### Entries from a point labeling set
+++++
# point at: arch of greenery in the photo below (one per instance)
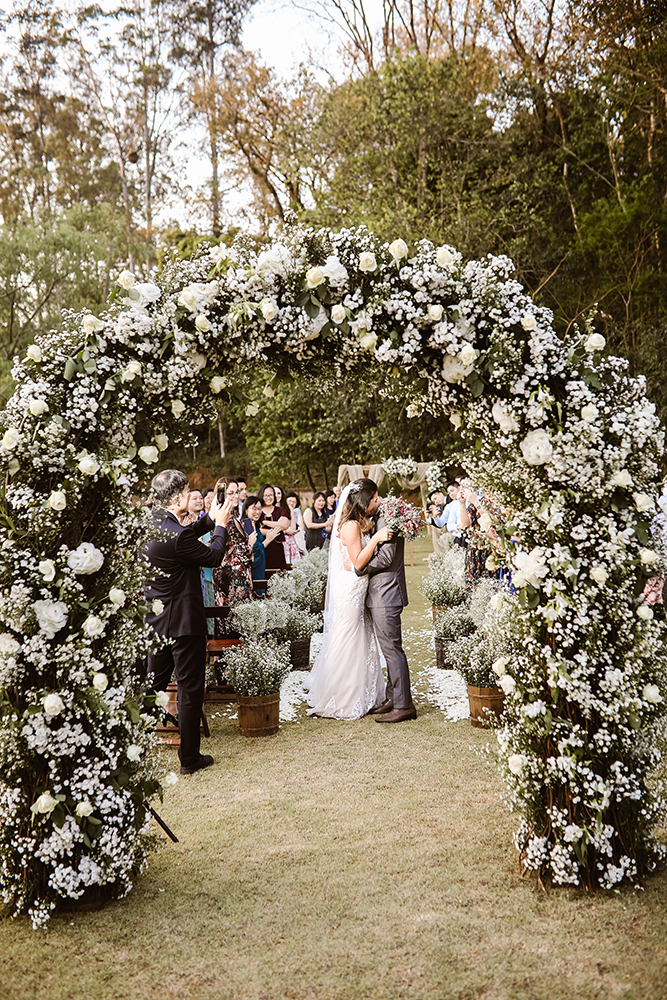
(563, 437)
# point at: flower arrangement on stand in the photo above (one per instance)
(560, 435)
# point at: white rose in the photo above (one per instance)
(503, 416)
(595, 342)
(621, 478)
(269, 309)
(467, 356)
(188, 300)
(45, 804)
(8, 644)
(398, 249)
(47, 568)
(507, 683)
(335, 272)
(53, 704)
(125, 279)
(89, 465)
(651, 693)
(516, 762)
(58, 500)
(51, 616)
(532, 566)
(91, 324)
(644, 501)
(444, 257)
(93, 626)
(10, 438)
(149, 454)
(485, 521)
(85, 559)
(131, 371)
(499, 666)
(314, 277)
(37, 407)
(536, 447)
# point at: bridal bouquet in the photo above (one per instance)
(401, 517)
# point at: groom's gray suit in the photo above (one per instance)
(387, 596)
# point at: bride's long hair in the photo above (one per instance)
(361, 493)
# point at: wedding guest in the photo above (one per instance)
(243, 494)
(314, 519)
(177, 556)
(272, 517)
(299, 538)
(232, 580)
(252, 512)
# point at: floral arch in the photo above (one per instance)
(564, 438)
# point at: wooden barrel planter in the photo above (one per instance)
(442, 658)
(259, 716)
(300, 654)
(484, 702)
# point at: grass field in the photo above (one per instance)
(345, 861)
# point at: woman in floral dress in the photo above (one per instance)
(232, 581)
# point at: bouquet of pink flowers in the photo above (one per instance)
(401, 517)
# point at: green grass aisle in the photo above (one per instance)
(345, 861)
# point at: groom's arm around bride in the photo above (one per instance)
(386, 597)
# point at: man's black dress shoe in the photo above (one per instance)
(205, 760)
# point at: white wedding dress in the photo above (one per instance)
(346, 680)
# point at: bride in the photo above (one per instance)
(346, 680)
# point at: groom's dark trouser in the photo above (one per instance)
(387, 623)
(186, 657)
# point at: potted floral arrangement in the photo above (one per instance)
(256, 671)
(284, 622)
(444, 587)
(480, 656)
(451, 625)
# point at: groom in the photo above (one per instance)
(386, 597)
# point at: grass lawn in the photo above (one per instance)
(338, 861)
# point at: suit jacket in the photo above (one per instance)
(179, 556)
(386, 569)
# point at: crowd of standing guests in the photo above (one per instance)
(266, 533)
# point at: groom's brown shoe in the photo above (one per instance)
(399, 715)
(382, 709)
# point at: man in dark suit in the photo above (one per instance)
(178, 556)
(386, 597)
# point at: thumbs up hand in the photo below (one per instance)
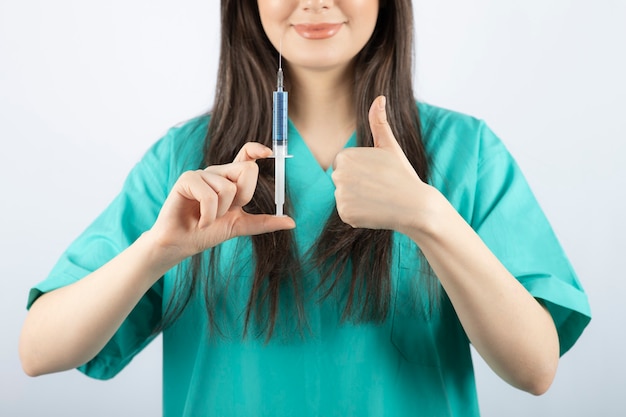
(376, 187)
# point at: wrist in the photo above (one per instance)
(159, 256)
(432, 212)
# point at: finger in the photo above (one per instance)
(252, 151)
(381, 131)
(191, 186)
(243, 174)
(224, 189)
(256, 224)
+++++
Turn the lines from the one that has "# point at: suit" through the end of the entries into a JSON list of strings, one string per line, skipping blank lines. Leave the pictures out.

### Solved exercise
[
  "# point at: suit jacket in the photo above (one per instance)",
  "(179, 556)",
  "(386, 569)",
  "# point at: crowd of standing guests in the photo above (one per instance)",
  "(266, 533)",
  "# point at: groom's brown shoe in the photo above (one per instance)",
  "(399, 715)",
  "(382, 709)",
  "# point at: man in dark suit in the photo above (one per instance)",
  "(178, 556)",
  "(386, 597)",
  "# point at: thumbs up hand in the photo below (one per instance)",
  "(376, 187)",
  "# point at: wrist in the photo above (one per instance)",
  "(159, 256)",
  "(432, 212)",
  "# point at: finger in the photo above (one per instance)",
  "(252, 151)",
  "(381, 131)",
  "(191, 186)",
  "(243, 174)",
  "(224, 189)",
  "(256, 224)"
]